### Görev Tanımı:
Baro başkanlarının yürüyüşü üzerine yazılmış aşağıdaki metinde hangi ifadeler çift tırnak içinde verilmiştir? Hepsini metindeki sırayla yazın.

Ancak, "demokratik" bir hak olan yürüyüş, "ideolojik ve siyasi" bir hasımlığa dönüşmedikçe, herkes için icrası, özgür olmalı da demiştim.. Serbestçe yapabilmelidir..

Baro Başkanlarının, "yürüyüşü de" böyle görülmeliydi..

***

Eğer ki, Baro Başkanları, her ne kadar "niyetler" farklı mülahazalar içeriyorsa da, "bir demokratik" hakkın kullanımı olarak, Ankara'ya sokulmuş olsalardı, müdahaleden daha akılcı, bir tavır olurdu?..

Ki yankısı da bu kadar meşru olmazdı?…

***

Hem barolar açısından, hem hükümet açısından, hem de demokrasi açısından; "uzlaşı kültürü" bir kez daha, "üstün medeniyet" olduğuna, inanılmış kendini gösterecekti?….

[Veri satırları]
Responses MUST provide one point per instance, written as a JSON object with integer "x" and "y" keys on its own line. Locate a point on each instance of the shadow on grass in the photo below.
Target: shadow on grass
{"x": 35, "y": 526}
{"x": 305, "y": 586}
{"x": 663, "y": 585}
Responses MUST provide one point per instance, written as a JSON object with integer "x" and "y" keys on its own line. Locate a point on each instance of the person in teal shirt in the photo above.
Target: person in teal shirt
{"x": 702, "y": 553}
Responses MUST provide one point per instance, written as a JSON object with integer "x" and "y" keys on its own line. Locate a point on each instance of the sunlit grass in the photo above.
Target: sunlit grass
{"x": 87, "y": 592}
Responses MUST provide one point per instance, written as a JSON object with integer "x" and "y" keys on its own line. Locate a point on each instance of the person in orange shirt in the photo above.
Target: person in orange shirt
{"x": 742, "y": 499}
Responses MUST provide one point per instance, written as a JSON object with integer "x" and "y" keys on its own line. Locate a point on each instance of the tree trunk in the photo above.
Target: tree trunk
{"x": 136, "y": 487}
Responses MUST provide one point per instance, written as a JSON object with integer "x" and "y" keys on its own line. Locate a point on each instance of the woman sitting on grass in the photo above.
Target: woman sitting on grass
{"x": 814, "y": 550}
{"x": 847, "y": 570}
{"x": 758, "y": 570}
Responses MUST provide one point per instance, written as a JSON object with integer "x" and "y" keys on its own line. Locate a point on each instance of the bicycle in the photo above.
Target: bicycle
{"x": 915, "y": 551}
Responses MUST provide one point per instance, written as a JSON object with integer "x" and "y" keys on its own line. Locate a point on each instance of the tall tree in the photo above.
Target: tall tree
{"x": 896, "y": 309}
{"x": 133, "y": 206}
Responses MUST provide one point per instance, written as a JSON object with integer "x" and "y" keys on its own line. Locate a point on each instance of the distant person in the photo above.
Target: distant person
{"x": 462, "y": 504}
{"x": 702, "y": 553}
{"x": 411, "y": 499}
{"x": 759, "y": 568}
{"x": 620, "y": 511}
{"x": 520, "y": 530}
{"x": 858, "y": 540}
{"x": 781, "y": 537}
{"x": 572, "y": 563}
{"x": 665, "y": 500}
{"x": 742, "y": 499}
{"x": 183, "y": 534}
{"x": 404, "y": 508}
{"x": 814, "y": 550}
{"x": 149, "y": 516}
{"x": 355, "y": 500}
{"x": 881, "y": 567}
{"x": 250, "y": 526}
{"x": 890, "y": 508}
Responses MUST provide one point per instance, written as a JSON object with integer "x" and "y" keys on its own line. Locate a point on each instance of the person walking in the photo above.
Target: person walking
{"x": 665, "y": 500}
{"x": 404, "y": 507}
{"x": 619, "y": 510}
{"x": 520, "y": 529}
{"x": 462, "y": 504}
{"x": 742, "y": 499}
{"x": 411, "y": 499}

### Çözüm:
1. "demokratik"
2. "ideolojik ve siyasi"
3. "yürüyüşü de"
4. "niyetler"
5. "bir demokratik"
6. "uzlaşı kültürü"
7. "üstün medeniyet"